Stated exercise a: List every start time given in the index of the variational optical flow chapter below.

Supplied passage:
• • • • • • •
Chapter 7 - Variational Optical Flow

Variational methods are a class of approaches in computer vision where the solution we wish to find is given as the minimizer of a so-called energy functional, which is a real-valued function of the unknown object. The twist is that the unknown is typically a function itself, for example the optic flow field on an image domain. Indeed, optic flow was one of the first problems which was solved using a variational method, in a seminal paper by Horn and Schunck which is the main focus of this chapter. Since it is one of the first variational approaches, it is not too complex and can be discussed in detail using mostly fundamental ideas from calculus. To obtain a deeper understanding, we also build the foundations of the theory of variational calculus, which deals with these types of continuous functionals, without going into all the (difficult) details. The central object of interest is the Euler-Lagrange equation, a PDE whose solutions are the locations where the functional gradient is zero and are thus candidates for extrema. We give an elementary approach to solving the PDEs by discretization into a linear problem and subsequent application of the Jacobi method.

Note: this chapter is intended for two weeks, so take your time to digest the details.

Table of contents

Part 1 - The variational approach to optic flow by Horn and Schunck

Slides 1-15

We introduce the variational approach to optical flow by Horn and Schunck as a model example for a so-called variational approach. In these, we solve for the continuous flow field on the whole image domain at once in one global optimization framework. In particular, we do not make rigid assumptions about local constancy anymore such as in Lucas-Kanade, but instead only assume a slowly varying flow field, which is much more realistic. We show how we can cast the desired properties of the solution into an optimization problem on an infinite-dimensional vector space of functions.


Index

00:00 Introduction and chapter overview
02:31 Differences of the approach by Horn and Schunck compared to the previous local methods
07:30 Optional detour: The original paper in the Google scholar contest
11:10 Modeling assumptions of Horn and Schunck
16:30 The basic variational model for optical flow
22:30 Preview: example results, comparison to Lucas-Kanade
24:20 Discussion: key advantages and disadvantages of variational approaches, outlook


Part 2 - An introduction to variational methods

Slides 16-25

We introduce the basic principles of variational methods, together with the most important concept if you are interested in computing a minimizer of variational energies: their Euler-Lagrange equations. They are conceptually similar to setting the gradient to zero, and give a necessary constraint for the location of the minimum. However, in the infinite-dimensional setting, they are partial differential equations, and thus much more complex to solve than just a linear system of equations such as in the approach by Lucas-Kanade. We introduce a key theorem which allows to compute the Euler-Lagrange equations for a certain type of energy, where we integrate a so-called Lagrangian over the domain $\Omega$.
• • • • • • •
Stated exercise b: Arrange the rows from the line containing "Task: point out each instance of the mud" through the end of the rows as a JSON list of strings, one string per line and no blank lines.

Supplied records:
• • • • • • •
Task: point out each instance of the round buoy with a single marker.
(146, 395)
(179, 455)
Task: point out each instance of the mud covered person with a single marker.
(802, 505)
• • • • • • •
Complete response a: 00:00, 02:31, 07:30, 11:10, 16:30, 22:30, 24:20

Complete response b:
[
  "Task: point out each instance of the mud covered person with a single marker.",
  "(802, 505)"
]